WORK TASK → The whole listing, repeated exactly, is what this task asks for.

[[ GIVEN DATA open ]]

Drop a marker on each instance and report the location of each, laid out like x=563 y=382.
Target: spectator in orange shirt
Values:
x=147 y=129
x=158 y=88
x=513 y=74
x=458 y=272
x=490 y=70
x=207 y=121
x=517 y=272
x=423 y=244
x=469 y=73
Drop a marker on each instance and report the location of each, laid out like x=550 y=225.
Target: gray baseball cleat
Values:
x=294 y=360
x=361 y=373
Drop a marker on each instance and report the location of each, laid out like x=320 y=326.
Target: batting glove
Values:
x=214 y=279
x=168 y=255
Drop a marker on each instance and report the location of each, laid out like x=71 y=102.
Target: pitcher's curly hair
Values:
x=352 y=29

[[ GIVEN DATA closed ]]

EXERCISE OUTPUT →
Drop a marker on each instance and report the location of each, laid out like x=563 y=382.
Target: spectator in orange shirt
Values:
x=147 y=129
x=158 y=88
x=513 y=74
x=458 y=272
x=490 y=70
x=207 y=121
x=517 y=272
x=423 y=244
x=469 y=73
Drop a marker on each instance and report the location of each, laid out like x=550 y=225.
Target: gray baseball cleat
Values:
x=294 y=360
x=361 y=373
Drop a marker on each instance and report the location of each, laid out like x=320 y=326.
Target: batting glove
Values:
x=214 y=279
x=168 y=255
Drop a marker on each instance and report the location of each, laid out like x=71 y=102.
Target: pitcher's curly hair
Values:
x=352 y=29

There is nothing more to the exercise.